* _Blok tekstu_
———

Ubezpieczenie wypadkowe na zimowe szaleństwo

zimowe szaleństwo

Zima to okres aktywności na nartach, snowboardzie czy łyżwach. Nie brakuje wśród nas tych, którzy decydują się na zimowe szaleństwo. Pomimo, iż jest to niewątpliwie przyjemna aktywność to łatwo przy niej o wypadek i urazy. Jak stworzyć odpowiednie ubezpieczenie dla amatorów zimowego szaleństwa?

Ryzyko jest wszędzie

Sezon zimowy w pełni. Niewątpliwie jest to okres, w którym  zwiększa się aktywność na zimowe szaleństwo Wyjeżdżamy na narty, snowboard, chodzimy na lodowiska, a to dopiero początek listy tego, co możemy robić korzystając ze śniegu i mrozu.  Zima kojarzy nam się jednak też z łatwością poślizgnięcia, upadku czy stłuczki drogowej. Wydawać by się mogło, że ten okres roku to czas, kiedy szczególnie łatwo o urazy. I tak i nie. Zawsze podkreślam, że ryzyko wypadku jest zawsze i wszędzie. Jeśli nawet siedziałbym w domu, aby nie narażać się na urazy to… statystyki mówią, że najwięcej wypadków jest właśnie tu.

Zima na pewno sprzyja wypadkom, ale pamiętajmy, że o wypadek zawsze jest łatwo. Zachęcam Was do tego, aby nie racjonalizować sobie ryzyka urazów,  co niestety często widzę. To, że mamy bezpieczną pracę, nie uprawiamy sportu, jeździmy ostrożnie, spędzamy czas głównie w domu nie eliminuje w pełni możliwości ulegnięcie wypadkowi. Cóż, „wypadki mają to do siebie, że nikt ich nie planuje”.

———

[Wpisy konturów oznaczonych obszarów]
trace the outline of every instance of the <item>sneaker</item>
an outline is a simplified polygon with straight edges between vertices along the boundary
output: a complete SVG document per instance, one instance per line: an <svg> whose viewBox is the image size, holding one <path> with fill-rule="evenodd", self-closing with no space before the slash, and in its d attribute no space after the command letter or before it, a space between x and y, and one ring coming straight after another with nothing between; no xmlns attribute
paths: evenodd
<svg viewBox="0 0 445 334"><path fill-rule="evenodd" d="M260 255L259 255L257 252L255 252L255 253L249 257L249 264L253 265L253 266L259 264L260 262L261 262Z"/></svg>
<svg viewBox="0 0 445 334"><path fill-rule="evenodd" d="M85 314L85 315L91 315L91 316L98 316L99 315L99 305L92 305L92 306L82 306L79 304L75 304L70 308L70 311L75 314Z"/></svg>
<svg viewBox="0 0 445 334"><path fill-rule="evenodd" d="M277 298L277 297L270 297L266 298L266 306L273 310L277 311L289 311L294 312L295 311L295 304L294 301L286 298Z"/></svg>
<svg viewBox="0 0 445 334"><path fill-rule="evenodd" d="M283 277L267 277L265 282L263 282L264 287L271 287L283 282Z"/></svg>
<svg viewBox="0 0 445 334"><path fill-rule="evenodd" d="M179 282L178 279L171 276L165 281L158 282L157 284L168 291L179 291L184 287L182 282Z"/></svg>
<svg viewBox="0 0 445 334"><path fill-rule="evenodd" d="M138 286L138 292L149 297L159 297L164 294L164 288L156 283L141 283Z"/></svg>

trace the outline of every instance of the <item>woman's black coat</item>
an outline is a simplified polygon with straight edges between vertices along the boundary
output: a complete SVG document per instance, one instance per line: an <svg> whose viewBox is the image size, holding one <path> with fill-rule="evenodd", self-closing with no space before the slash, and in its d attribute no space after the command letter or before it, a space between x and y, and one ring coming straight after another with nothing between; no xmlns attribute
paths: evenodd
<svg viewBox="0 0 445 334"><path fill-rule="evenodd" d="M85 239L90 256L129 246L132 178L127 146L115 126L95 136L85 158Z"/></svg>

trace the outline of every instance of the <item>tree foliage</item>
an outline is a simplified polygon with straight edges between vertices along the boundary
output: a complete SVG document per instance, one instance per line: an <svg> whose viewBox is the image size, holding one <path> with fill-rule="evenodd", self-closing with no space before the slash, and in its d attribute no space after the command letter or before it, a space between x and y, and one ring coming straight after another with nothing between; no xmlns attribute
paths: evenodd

———

* _Zadanie do wykonania_
Gdzie, według statystyk przywołanych w tekście o ubezpieczeniu wypadkowym na zimę, dochodzi do największej liczby wypadków?

* _Odpowiedź poniżej_
Najwięcej wypadków zdarza się w domu.